Dataset excerpts:
● ● ● ● ● ● ●

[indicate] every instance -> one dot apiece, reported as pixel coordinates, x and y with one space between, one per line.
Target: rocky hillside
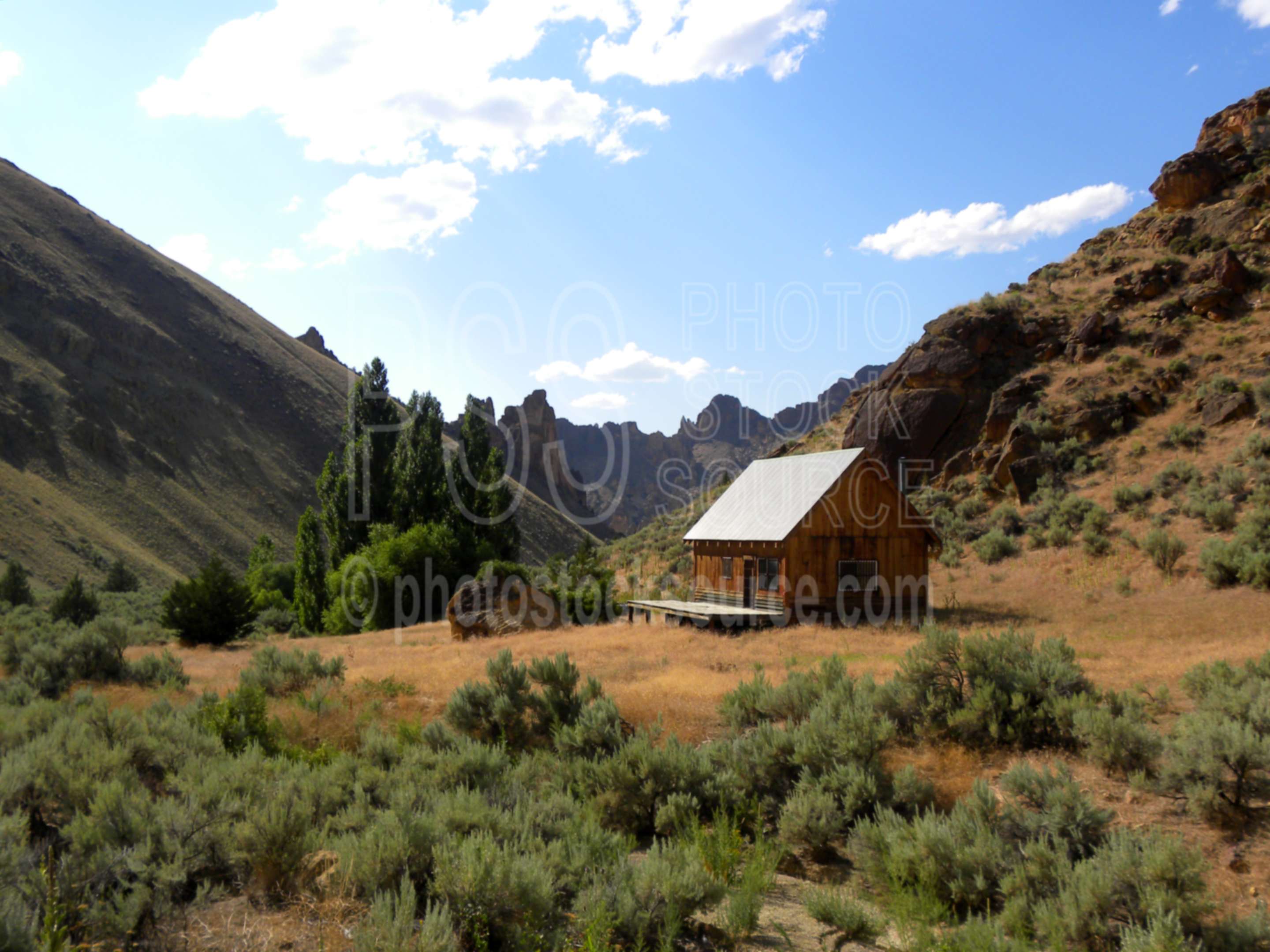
1142 318
616 478
148 414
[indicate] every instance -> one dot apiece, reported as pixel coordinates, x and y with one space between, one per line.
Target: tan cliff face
960 395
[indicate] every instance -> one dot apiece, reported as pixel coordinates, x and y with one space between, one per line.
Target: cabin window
863 572
769 574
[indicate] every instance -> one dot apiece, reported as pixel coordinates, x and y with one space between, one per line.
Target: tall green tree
211 608
310 573
465 484
77 603
356 483
419 492
502 535
16 586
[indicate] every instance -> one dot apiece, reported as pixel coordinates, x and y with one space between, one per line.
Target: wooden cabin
814 536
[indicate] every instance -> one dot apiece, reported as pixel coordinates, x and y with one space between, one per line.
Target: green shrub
51 657
16 586
159 671
651 902
995 546
239 720
75 605
748 890
1231 480
211 608
1132 880
280 673
989 691
844 917
1117 735
1126 498
1218 756
392 921
1165 549
1222 563
812 818
1184 436
1006 518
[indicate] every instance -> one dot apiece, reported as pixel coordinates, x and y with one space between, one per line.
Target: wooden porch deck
704 612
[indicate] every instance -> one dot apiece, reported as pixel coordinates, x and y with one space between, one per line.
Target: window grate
769 574
858 574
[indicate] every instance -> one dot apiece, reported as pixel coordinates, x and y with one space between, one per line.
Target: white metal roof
770 498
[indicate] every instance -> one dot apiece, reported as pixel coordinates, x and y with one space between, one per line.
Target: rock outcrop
613 478
958 394
314 339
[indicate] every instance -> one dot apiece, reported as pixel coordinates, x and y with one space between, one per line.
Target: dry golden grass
680 674
652 671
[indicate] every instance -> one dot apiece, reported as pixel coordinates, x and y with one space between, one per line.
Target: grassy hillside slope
148 414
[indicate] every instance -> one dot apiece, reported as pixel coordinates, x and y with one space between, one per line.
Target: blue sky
631 204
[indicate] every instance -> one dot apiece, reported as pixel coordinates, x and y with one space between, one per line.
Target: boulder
1165 344
1006 404
1025 474
1230 272
904 423
1143 400
1099 420
1188 181
1095 329
497 605
1227 408
1208 298
1239 126
1020 445
940 362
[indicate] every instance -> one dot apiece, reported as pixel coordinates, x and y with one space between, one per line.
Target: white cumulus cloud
985 227
190 250
370 80
11 67
600 402
677 41
627 365
397 212
235 268
282 259
416 83
1255 12
614 144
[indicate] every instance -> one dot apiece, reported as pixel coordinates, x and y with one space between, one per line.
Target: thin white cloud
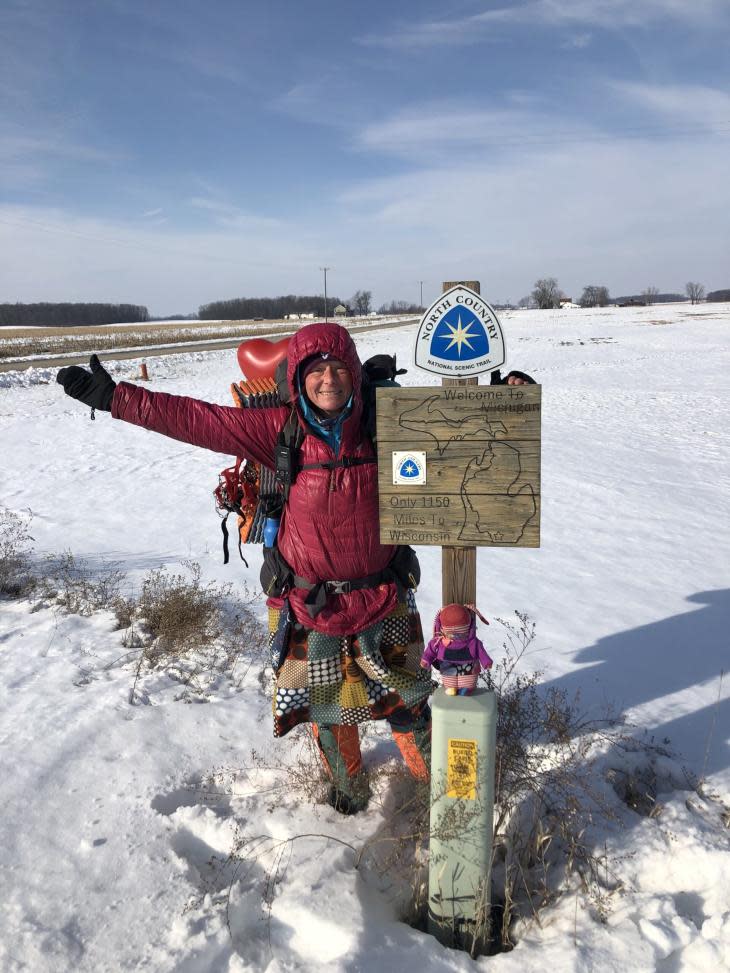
700 105
608 14
230 216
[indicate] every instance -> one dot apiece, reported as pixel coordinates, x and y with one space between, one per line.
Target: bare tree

● ● ● ● ● ● ●

* [ABOUT THIS TASK] Your response must restate every record above exactly, with each picture omitted.

* [SOLVED EXERCISE]
[indicate] every instance -> one dot apiece, reported as pixel coordinates, x and y with one space between, one per line.
Target: rocky hillside
1142 318
616 478
148 414
[indicate] every instance -> one dot apiece, reported as pixel coordinates, x and y with one space between, one per line.
Target: tan cliff face
960 395
[indicate] every instance -> one dot apiece, reported as pixel coordinates, x and y with one space between, one per line.
Target: cabin window
863 572
769 574
[indicate] every instance -> one dot apiece, reported as pixel coordinates, x and y with one space between, one per line.
Target: tall green tree
211 608
310 573
465 484
77 603
356 483
419 492
502 535
16 586
[indicate] every instance -> one dot apiece, reported as pixel coordinates, x and y with one space between, one per line.
Target: wooden cabin
814 536
[indicate] every instance -> one dot apiece, reported as pixel coordinates, x and y with one space between, one per line.
Target: green shrub
51 657
16 586
159 671
651 902
995 546
239 720
75 605
748 890
1231 480
211 608
1132 880
280 673
989 691
844 917
1117 735
1126 498
1218 756
392 921
1165 549
1222 563
812 818
1184 436
1006 518
[indicate] every instance -> one dot apiece, reported as pixel coordinates, x and y with one space between, one per line.
Target: wooden porch deck
704 612
[indicate] every instance -> one dot apiece, reported as pixel coordinates, x and y with one space between, one per line.
Target: window grate
769 574
858 574
[indicate] every instance -> one dot apiece, reported as pixel coordinates, x and y with one space between, one per line.
Target: white metal roof
770 498
[indicate] every instance -> one dot apiece, reported as pixel coordinates, x and y with one space between, one per line.
Target: rock outcrop
613 478
958 394
314 339
[indicate] every instance -> one dot apiece, reported as pixel coordinates, x and y with one space between, one per line.
Target: dry golden grass
680 674
652 671
[indicate] every instance -> one dot apiece, reported as pixel coordinates, x and y with one space between, one per line.
Target: grassy hillside slope
148 414
[indicate] every instance -> one dot apiece, reported as pixel coordinates, x and y with one space between, one per line.
Target: blue sky
631 204
[indicate] every instance -> one dot apiece, reported as pixel coordinates, x and y with one space between, one per line.
Target: boulder
1165 344
1006 404
1025 474
1230 272
904 423
1143 400
1099 420
1188 181
1095 329
497 605
1227 408
1208 298
1239 126
1020 445
940 362
[indicate] every instance -> one dot apiece, reported as pixel coordinates, x and y with one space between, one per line.
Target: white cumulus cloud
985 227
190 250
370 80
11 67
600 402
677 41
627 365
397 212
235 268
282 259
416 83
1255 12
614 144
[indicate] every instance -> one dot apiece, reported as pixel coordinates, x and y with one space between, one per line.
Target: thin white cloud
700 105
608 14
230 216
[indicate] every instance -> one dot apiece, reported as pixel coordinates, x and y with one space between, one per line.
Target: bare tree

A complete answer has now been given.